** Document segment **
>>>>>
The blogger, however, doesn't seem to be bothered by these suspicions.

"I'll let you judge my nationality on your own," he said. "As long as people like what I write, I'll keep writing."

Choi told the Global Times that he went to high school in Northeast China's Jilin Province, and is now involved in trade. When "on business trips," Choi said, he travels to Beijing, Dandong, Liaoning Province and Vladivostok, in Russia.

Skyrocketing popularity

Choi's followers range from Asian studies scholars to Korean folk musicians. He's also followed by high-profile Weibo celebrities, such as Kai-Fu Lee, the former head of Google China, and Zhang Lifen, the editor-in-chief of the Financial Times Chinese edition.

One of Choi's followers is Li Qihong, the head of a Beijing firm offering medical image processing and analyzing services. The company chairman told the Global Times that he was attracted by the blogger's funny jokes nine months ago, and now he has developed a real interest in North Korea thanks to Choi.

He said he believes Choi is a real North Korean, arguing that a fake one wouldn't spend that much effort relentlessly praising the country. In contrast, another of his followers, an online novel writer also surnamed Li, is firmly convinced that the blogger is Chinese. The writer, however, told the Global Times that he would continue following Choi regardless of the blogger's nationality. "His posts provide a unique insight into North Korea and reveal how people lead their lives there," Li said. "It's a good, unofficial voice that surprises me in ways that traditional media can't."

Zheng Jiyong, a scholar with the Center for Korean Studies at Fudan University, told the Global Times that Choi's popularity stems from Chinese people's curiosity toward North Korea.

"North Korea often makes international news headlines, but we only have very limited access to this mysterious neighbor due to its tightly controlled political environment and closely censored media," Zheng said. "This makes people turn to unofficial means to learn about the country, such as Choi's Weibo."

Lone voice

Choi told the Global Times that he has a group of North Korean friends whom he often interacts with.

"We talk about each other's lives, and sometimes we study the Juche idea and revolutionary theory together," he said.

However, the self-described North Korean's popularity hasn't encouraged others from the country to disclose their nationality or publicly talk about their nation. In fact, North Korean's lives in their country or in China remain a mystery.
<<<<<
** Dataset content **
>>>>>
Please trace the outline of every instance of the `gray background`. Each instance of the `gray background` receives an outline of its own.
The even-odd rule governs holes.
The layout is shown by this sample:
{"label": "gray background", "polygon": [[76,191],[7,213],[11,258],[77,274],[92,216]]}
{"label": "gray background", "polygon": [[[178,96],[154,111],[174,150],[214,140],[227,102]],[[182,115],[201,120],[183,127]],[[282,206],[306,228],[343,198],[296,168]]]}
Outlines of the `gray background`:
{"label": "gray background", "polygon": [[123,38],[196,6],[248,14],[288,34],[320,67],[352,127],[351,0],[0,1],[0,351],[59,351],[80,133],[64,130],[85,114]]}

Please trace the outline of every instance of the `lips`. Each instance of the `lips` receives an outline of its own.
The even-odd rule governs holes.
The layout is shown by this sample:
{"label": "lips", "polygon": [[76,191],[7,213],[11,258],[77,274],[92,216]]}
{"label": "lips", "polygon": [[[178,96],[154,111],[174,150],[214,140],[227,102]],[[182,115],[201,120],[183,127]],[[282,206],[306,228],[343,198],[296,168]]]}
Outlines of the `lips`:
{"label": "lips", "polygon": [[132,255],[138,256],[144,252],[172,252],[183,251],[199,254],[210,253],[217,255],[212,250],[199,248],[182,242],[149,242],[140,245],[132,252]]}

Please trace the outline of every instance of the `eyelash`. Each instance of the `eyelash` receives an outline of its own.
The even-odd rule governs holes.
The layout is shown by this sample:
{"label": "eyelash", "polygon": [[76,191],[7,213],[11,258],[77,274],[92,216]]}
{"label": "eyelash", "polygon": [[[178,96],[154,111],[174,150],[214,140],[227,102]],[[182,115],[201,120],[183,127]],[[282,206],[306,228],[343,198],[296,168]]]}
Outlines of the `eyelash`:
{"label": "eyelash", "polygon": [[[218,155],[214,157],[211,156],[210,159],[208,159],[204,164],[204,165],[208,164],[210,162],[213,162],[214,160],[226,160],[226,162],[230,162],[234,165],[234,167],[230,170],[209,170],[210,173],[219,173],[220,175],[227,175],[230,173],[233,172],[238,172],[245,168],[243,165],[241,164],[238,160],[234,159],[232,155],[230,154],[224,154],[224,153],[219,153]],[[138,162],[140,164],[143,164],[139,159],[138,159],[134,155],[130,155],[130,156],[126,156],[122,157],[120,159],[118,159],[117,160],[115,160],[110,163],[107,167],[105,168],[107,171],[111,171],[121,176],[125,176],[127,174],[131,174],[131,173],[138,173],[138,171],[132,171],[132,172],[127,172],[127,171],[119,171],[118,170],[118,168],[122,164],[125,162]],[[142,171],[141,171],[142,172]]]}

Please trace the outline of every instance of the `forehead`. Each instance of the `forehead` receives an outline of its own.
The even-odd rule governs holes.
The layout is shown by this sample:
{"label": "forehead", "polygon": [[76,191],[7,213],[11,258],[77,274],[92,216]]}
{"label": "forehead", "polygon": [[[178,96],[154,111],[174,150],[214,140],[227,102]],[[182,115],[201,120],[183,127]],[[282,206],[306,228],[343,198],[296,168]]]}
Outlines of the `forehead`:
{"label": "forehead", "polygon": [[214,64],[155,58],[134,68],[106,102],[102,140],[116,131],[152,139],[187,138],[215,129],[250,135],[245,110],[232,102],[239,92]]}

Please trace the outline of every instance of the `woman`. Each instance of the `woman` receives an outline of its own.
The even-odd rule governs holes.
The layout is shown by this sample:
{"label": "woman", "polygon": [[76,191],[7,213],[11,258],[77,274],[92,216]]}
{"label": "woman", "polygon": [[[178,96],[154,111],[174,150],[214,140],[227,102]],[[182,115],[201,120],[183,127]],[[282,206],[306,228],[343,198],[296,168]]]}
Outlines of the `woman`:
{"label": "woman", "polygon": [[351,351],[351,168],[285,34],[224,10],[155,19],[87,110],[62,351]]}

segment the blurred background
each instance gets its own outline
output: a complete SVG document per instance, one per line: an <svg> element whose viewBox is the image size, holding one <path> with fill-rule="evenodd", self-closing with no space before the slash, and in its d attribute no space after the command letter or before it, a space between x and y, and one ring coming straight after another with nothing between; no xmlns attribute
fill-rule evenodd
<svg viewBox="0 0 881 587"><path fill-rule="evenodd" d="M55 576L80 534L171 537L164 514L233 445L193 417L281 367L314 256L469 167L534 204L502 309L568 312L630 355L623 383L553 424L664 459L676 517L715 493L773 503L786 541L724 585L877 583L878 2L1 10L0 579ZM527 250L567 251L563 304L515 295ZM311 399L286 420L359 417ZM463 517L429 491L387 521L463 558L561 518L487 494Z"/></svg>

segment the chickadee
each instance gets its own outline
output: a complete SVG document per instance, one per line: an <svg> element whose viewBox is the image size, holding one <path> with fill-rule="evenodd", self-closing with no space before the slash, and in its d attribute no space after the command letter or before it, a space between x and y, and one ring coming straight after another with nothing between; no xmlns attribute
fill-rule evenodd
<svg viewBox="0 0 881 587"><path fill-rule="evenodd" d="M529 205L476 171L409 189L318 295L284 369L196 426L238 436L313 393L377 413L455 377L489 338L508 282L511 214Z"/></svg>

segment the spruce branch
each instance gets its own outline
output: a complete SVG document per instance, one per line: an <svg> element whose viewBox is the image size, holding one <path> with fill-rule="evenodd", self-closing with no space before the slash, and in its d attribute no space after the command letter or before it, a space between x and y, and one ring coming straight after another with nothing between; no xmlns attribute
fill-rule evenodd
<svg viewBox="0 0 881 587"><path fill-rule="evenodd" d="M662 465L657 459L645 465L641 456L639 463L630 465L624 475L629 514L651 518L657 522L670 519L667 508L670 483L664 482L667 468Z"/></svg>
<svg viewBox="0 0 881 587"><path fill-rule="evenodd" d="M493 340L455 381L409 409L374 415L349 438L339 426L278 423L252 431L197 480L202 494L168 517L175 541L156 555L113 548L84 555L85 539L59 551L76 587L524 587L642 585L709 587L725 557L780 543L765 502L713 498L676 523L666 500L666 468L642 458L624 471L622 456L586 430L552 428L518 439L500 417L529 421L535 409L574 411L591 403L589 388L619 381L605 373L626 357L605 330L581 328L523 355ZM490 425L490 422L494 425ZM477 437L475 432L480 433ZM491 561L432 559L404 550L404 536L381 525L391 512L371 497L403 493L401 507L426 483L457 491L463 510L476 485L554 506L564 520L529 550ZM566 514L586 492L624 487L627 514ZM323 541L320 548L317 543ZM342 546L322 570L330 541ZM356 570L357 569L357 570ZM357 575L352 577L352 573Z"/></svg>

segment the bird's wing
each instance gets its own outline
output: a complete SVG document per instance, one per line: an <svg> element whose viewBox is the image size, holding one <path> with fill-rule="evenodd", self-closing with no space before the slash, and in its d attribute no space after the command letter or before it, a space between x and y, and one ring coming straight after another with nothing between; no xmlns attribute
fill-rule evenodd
<<<<<
>>>>>
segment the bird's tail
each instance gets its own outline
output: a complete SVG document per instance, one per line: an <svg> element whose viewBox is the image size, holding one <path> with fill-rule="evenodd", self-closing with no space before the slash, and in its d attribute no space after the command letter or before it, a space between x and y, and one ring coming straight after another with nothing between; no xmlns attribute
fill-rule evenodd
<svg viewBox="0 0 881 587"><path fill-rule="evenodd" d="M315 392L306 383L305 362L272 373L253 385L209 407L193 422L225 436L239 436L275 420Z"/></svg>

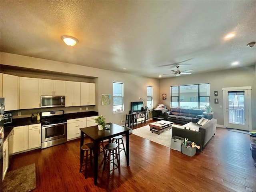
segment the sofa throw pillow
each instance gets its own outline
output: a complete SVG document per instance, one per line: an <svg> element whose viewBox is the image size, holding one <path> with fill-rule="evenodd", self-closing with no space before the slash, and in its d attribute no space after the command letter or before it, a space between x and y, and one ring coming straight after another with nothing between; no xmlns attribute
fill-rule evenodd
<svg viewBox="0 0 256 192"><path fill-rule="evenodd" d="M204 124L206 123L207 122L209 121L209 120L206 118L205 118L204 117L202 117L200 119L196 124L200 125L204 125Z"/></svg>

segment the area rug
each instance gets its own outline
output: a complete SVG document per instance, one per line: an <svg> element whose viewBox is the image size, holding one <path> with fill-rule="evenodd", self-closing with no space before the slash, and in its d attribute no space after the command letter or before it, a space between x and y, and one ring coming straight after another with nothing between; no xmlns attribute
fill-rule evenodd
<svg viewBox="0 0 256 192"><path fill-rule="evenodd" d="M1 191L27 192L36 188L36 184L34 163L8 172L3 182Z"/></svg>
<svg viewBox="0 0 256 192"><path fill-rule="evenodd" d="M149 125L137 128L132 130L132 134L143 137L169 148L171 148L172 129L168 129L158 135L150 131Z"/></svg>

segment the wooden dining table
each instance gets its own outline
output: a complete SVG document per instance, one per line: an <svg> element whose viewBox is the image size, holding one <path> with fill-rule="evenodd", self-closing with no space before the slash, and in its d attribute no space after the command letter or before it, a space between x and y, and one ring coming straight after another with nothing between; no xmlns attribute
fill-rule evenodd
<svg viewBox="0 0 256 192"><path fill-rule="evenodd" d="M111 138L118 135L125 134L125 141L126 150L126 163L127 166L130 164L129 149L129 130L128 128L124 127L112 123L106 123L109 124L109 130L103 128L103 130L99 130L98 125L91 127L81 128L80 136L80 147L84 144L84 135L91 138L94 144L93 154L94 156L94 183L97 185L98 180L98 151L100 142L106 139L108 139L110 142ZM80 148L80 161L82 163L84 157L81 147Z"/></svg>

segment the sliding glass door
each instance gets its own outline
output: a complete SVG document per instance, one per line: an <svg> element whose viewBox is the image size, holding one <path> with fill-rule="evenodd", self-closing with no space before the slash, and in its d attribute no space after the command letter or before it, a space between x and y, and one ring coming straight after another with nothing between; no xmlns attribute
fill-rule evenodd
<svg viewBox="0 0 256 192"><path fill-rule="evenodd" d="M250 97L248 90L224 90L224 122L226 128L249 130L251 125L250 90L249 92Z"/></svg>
<<<<<
>>>>>
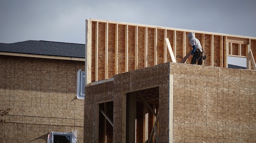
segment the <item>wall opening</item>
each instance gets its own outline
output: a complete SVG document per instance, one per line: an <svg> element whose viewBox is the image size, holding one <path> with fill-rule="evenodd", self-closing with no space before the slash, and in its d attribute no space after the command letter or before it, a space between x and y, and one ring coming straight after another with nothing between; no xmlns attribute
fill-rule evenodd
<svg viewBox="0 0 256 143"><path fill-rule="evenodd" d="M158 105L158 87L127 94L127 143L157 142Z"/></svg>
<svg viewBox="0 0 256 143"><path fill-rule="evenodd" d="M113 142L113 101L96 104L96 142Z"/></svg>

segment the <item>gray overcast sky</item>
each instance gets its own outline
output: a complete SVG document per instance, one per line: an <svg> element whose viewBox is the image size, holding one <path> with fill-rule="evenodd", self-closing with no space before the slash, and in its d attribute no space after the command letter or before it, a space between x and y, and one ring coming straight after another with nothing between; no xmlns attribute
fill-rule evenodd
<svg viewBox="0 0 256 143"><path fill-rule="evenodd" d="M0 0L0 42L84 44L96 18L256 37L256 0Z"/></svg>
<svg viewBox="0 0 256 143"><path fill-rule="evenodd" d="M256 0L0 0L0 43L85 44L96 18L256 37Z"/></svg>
<<<<<
** Tasks for this exercise **
• a. Name every person the article about the blogger Choi identifies by full name, leaving out Choi himself.
• b. Answer these questions from the article about the blogger Choi:
(i) In which province did Choi go to high school?
(ii) At which university is Zheng Jiyong's research center?
(iii) How long ago did Li Qihong become attracted by Choi's jokes?
• c. Resume the article about the blogger Choi, beginning right after its last sentence.
The data above were taken from a different source than the article about the blogger Choi.

** Outputs by task **
• a.
Kai-Fu Lee
Zhang Lifen
Li Qihong
Zheng Jiyong

• b.
(i) Jilin Province
(ii) Fudan University
(iii) Nine months ago

• c.
North Korean waitresses at a Beijing restaurant were reluctant to comment on the differences between lives in China and their home country when contacted by the Global Times.

"I've gotten used to all the differences, and I enjoy living in Beijing because I can learn Chinese and China's food culture," said a Pyongyang waitress, who is on a three-year internship visa to China.

Zheng said this reluctance is normal for citizens from any countries with tightly controlled political systems. "It's like China back in the 1960s and 1970s," he said. "People are very afraid of saying the wrong thing."

Although more and more people are turning to the talkative Choi to satiate their curiosity about the country, Zheng said his posts lack the necessary depth for people to learn about the real North Korea.

"Choi simply picks news online and shapes his posts to cater to his Chinese followers," Zheng said. "It's more of a platform for entertainment than a place to learn."

Liu Chengcheng, who has studied North Korean culture as a side interest for a decade and runs the Weibo account "Exploring North Korea," told the Global Times that Choi's posts impartially display the lives of Pyongyang residents but rarely offer valuable new information. "Choi reiterates the North Korean mainstream media's exaggerated style and makes the news funny," said Liu, who has been to the country twice. "It can be considered as a source of fair information, but it doesn't add to what's already available on the websites of the nation's state-run media," he said.